* Passage given *
____________________

Are you making very large prints? If not, then a 40mp sensor will make little difference, and all lenses will look the same as with a lower res sensor. As I've gone from 4mp to 6mp to 8mp to 12mp to 22mp, my lenses survived every camera upgrade because my usual print size has remained constant, usually not bigger than 11x14". I think 40+ mp will make a difference for people who print very large.


----------



## ahab1372 (Dec 16, 2012)

Zlatko said:


> Are you making very large prints? If not, then a 40mp sensor will make little difference, and all lenses will look the same as with a lower res sensor. As I've gone from 4mp to 6mp to 8mp to 12mp to 22mp, my lenses survived every camera upgrade because my usual print size has remained constant, usually not bigger than 11x14". I think 40+ mp will make a difference for people who print very large.


Or for those who always shoot widest angle and worry about composition in PP


----------



## AmbientLight (Dec 16, 2012)

Not claiming to know everything (and even before it appears on the market) I kind of refrain from putting exact numbers on this case.

Nevertheless I am convinced that it is quite correct to state that most current lenses and also the better older lenses can be used with what appears today to be very high MP bodies, such as the rumoured 46 MP body.

____________________

* Data extract *
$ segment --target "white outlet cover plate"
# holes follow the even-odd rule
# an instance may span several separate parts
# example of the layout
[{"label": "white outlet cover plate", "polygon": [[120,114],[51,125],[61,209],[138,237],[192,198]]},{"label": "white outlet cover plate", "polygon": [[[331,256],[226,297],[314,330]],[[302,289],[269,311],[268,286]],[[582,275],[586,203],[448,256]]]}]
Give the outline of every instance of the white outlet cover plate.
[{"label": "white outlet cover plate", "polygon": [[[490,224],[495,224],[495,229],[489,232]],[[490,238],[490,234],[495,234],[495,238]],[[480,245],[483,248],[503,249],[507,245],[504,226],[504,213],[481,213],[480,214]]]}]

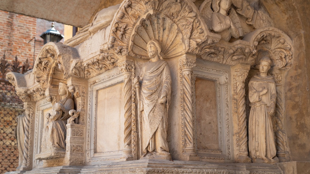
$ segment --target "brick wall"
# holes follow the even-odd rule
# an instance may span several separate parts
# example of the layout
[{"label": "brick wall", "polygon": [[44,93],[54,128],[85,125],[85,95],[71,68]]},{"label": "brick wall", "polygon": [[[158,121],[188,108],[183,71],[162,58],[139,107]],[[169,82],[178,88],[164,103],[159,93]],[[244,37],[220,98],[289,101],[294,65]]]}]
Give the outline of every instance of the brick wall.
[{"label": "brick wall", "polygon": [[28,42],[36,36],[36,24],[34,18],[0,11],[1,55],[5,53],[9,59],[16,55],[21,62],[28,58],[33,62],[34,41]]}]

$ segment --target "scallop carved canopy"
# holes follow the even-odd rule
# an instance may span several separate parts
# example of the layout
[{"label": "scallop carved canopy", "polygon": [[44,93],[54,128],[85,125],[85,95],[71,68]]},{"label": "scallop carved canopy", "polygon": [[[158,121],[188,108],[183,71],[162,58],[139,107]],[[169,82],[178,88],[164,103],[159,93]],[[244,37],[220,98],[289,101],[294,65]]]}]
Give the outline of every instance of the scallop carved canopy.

____________________

* Required tasks *
(A) In the forum thread, how many megapixels does the rumored body mentioned by AmbientLight have?
(B) List every sensor resolution that the first post in the forum thread says the poster has moved through across camera upgrades.
(C) Write out the part of the forum thread that opens with the words containing "Nevertheless I am" and closes with "46 MP body.".

* The responses *
(A) 46 MP.

(B) 4mp, 6mp, 8mp, 12mp, 22mp

(C)
Nevertheless I am convinced that it is quite correct to state that most current lenses and also the better older lenses can be used with what appears today to be very high MP bodies, such as the rumoured 46 MP body.